[BEGIN PROVIDED DATA]

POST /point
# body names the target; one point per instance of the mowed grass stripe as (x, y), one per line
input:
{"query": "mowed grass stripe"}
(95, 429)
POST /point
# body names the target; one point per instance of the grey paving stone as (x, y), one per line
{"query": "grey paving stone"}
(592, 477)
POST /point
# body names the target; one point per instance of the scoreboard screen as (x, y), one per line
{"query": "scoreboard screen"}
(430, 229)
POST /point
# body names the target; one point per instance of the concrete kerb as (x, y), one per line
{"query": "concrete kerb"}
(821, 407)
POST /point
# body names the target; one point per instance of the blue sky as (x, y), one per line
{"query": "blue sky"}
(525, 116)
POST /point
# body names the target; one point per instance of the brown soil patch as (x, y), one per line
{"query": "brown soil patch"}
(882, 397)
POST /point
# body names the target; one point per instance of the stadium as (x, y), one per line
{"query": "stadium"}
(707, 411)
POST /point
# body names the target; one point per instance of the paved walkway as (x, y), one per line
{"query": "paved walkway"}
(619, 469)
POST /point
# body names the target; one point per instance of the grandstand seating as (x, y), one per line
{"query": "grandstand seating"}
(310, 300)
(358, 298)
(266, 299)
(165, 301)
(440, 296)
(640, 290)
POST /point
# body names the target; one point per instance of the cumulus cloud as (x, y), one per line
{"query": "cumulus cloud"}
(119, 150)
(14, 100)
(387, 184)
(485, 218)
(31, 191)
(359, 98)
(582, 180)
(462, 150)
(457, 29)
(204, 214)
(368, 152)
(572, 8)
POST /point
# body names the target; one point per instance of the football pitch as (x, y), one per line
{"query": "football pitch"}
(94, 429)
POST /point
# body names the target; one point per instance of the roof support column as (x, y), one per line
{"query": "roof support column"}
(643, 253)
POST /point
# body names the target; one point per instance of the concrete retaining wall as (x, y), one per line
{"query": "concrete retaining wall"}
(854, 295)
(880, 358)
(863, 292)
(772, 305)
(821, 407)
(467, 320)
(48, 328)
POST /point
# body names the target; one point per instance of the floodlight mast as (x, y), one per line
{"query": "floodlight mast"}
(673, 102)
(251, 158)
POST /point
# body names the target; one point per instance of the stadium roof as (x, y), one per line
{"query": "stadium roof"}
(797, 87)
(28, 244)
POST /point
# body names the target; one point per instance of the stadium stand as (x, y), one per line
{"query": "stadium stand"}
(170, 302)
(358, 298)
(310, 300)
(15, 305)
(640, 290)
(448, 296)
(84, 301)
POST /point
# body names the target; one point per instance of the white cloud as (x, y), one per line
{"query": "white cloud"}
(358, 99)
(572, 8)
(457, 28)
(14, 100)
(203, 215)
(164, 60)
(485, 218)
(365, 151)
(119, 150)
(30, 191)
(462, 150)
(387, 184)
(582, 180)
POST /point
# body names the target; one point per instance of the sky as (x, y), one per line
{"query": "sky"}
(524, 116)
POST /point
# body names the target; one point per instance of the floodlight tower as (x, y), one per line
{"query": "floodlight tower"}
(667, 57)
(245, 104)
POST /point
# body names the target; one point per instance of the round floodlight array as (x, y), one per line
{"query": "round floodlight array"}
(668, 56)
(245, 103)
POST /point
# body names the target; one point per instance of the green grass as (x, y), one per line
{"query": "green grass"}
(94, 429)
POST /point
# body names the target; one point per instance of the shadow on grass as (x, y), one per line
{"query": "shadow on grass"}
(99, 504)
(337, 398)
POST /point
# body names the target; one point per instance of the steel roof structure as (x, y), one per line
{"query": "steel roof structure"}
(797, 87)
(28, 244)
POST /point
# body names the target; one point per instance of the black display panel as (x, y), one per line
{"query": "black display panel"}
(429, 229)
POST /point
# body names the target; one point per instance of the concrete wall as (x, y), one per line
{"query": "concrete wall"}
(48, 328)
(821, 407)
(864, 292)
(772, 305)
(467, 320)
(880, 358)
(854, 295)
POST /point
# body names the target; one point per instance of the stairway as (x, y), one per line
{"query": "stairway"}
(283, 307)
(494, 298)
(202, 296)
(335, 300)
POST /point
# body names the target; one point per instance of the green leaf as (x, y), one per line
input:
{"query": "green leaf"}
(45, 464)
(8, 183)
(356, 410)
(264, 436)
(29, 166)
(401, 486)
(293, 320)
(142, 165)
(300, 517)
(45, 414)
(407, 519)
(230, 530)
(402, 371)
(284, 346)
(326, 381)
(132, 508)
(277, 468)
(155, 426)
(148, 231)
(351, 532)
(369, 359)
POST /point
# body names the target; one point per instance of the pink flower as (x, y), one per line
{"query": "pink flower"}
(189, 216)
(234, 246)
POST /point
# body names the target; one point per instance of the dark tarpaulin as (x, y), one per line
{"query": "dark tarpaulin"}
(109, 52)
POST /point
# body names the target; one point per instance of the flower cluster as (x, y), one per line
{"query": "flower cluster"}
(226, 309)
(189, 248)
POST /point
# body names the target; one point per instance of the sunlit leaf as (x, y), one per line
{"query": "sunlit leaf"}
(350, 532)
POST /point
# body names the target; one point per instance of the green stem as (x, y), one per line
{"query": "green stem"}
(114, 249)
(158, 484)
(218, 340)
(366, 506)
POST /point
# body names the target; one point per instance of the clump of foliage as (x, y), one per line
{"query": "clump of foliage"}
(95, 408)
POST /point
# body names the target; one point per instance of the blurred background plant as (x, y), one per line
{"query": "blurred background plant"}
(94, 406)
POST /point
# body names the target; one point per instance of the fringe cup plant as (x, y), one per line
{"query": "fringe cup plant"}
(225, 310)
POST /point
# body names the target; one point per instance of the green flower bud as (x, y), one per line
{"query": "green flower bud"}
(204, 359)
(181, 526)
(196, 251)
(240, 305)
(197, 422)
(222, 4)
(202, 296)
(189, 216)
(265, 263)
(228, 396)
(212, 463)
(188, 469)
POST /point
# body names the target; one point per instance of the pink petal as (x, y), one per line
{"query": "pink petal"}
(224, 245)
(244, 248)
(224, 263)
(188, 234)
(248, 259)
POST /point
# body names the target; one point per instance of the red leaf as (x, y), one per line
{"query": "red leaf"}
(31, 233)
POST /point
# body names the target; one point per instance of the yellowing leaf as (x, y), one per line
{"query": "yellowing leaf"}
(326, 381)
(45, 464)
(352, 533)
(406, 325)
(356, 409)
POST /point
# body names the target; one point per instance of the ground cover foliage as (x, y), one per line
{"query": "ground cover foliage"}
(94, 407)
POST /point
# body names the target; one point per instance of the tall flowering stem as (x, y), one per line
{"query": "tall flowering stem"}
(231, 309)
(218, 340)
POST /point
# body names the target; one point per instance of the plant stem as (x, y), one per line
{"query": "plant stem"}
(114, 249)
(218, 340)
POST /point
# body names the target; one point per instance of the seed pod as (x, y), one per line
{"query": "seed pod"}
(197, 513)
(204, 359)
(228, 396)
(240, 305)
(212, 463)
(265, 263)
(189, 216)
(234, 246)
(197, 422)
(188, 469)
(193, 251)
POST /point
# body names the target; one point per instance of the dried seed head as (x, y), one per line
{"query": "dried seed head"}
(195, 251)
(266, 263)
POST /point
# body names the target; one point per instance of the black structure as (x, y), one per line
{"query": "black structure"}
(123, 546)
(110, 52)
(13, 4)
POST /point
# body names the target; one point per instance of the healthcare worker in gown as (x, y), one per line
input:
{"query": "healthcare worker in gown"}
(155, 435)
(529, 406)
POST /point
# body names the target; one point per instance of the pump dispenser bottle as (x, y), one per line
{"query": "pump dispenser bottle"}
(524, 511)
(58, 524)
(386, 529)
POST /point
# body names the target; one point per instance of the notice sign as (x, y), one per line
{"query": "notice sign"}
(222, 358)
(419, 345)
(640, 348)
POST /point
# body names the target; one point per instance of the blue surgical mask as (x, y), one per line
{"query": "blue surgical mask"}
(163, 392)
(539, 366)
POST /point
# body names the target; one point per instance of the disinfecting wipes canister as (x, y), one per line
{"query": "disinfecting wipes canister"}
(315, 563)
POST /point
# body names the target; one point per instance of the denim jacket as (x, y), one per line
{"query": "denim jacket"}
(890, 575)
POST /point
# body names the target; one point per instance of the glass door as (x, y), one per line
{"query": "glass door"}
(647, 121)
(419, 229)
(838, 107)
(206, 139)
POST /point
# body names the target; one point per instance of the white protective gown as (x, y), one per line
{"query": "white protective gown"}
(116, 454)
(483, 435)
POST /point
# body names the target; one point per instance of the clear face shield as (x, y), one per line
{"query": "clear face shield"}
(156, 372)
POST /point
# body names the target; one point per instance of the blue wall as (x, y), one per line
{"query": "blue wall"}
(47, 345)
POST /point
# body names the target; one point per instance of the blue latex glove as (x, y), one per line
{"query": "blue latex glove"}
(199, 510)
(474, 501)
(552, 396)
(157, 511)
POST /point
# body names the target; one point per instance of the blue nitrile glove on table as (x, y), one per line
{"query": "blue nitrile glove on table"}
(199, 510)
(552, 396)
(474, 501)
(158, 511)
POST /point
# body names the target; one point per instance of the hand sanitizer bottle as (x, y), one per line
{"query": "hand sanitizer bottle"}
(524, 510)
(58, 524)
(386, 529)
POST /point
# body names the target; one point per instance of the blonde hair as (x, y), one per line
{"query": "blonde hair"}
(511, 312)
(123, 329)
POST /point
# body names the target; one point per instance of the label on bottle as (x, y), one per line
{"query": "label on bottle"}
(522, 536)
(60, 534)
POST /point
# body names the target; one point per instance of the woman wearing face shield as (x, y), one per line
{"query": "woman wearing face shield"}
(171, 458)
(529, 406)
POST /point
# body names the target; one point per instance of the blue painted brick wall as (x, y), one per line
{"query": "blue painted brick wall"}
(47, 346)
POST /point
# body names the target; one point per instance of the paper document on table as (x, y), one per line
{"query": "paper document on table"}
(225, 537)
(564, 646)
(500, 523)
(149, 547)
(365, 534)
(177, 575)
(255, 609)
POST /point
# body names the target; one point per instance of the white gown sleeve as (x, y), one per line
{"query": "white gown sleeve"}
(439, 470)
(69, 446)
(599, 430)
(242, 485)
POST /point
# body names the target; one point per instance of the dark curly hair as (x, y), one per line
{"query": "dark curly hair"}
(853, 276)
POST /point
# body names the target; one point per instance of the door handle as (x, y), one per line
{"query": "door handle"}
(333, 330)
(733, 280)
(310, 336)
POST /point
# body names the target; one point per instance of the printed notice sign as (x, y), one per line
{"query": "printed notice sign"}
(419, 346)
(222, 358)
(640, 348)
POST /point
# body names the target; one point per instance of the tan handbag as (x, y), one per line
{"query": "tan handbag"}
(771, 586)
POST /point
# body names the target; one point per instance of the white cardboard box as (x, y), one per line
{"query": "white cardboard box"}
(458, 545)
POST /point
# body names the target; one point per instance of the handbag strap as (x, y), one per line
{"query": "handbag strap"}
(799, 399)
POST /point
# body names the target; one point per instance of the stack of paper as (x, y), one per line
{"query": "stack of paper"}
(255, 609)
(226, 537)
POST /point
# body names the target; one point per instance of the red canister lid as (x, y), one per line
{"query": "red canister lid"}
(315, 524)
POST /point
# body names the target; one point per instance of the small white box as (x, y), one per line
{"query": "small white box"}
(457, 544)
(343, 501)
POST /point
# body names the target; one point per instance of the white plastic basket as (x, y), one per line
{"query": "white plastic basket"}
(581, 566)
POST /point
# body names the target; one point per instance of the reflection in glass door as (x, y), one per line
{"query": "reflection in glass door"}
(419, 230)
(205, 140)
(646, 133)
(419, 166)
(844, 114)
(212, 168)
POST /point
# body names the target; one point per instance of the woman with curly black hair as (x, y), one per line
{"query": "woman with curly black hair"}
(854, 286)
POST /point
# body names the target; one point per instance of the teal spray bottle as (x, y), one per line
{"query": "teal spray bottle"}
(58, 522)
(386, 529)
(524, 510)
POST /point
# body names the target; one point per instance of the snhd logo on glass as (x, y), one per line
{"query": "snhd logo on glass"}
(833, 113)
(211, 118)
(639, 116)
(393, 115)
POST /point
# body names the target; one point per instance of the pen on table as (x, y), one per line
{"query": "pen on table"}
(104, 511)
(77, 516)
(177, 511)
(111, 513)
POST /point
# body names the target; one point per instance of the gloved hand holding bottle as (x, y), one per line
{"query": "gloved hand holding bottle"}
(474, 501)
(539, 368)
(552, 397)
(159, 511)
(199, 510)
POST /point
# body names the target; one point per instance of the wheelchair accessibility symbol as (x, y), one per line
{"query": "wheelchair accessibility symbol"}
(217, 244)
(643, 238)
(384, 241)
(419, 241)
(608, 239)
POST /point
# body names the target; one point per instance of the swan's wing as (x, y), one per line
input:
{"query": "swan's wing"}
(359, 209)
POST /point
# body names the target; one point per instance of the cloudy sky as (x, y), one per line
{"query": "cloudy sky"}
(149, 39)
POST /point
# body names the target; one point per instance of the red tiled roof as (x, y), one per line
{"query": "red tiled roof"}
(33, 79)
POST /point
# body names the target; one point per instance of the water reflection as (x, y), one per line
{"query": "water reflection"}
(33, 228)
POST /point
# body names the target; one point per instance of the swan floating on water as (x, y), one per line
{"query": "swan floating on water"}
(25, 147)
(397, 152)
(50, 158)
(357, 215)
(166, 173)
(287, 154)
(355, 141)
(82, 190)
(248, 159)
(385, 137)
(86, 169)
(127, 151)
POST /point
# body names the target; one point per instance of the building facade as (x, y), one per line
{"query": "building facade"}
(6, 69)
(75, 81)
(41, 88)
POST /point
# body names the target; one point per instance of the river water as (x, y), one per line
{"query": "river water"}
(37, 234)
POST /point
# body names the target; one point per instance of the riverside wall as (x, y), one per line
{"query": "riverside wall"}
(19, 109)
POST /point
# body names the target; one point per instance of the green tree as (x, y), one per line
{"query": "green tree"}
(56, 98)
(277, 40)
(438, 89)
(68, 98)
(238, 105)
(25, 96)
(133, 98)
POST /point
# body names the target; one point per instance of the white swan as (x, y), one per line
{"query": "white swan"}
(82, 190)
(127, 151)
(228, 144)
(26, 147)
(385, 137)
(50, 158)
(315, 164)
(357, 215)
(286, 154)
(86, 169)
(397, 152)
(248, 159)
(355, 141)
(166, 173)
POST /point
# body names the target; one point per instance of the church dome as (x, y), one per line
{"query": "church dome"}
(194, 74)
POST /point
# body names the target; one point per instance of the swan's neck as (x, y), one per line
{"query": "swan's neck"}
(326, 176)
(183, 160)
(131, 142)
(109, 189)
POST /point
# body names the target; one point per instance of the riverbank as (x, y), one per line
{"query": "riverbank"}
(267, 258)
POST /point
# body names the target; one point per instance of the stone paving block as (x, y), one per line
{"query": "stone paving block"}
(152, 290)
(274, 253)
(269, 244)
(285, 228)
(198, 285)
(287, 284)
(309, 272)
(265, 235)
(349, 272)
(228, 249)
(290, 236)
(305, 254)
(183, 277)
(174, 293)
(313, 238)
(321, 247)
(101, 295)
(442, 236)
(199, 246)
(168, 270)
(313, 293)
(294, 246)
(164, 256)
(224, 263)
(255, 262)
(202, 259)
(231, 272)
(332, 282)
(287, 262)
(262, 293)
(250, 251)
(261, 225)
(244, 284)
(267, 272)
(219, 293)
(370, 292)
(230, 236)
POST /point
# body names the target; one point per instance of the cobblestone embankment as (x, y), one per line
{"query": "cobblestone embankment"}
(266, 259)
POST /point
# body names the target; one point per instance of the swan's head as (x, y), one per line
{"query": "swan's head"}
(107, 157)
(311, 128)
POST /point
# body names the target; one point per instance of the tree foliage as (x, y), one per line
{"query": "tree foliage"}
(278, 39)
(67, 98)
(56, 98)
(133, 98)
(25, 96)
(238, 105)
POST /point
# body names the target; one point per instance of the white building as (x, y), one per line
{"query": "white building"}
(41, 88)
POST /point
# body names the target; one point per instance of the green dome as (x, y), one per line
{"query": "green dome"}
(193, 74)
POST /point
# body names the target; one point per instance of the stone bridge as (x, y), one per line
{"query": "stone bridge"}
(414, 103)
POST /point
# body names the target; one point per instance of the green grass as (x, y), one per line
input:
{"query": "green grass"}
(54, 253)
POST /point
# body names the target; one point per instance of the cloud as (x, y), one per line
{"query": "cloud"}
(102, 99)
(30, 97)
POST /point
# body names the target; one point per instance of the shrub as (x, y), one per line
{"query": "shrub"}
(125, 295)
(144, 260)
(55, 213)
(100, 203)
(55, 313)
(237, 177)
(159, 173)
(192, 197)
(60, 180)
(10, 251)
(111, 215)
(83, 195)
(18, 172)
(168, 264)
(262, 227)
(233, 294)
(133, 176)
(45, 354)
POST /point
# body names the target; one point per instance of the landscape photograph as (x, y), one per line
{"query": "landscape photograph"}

[END PROVIDED DATA]

*YOUR INSTRUCTIONS:* How many lines of the data above contain the word "handle"? Case counts, and reply with the number alone.

*THE ANSWER:* 2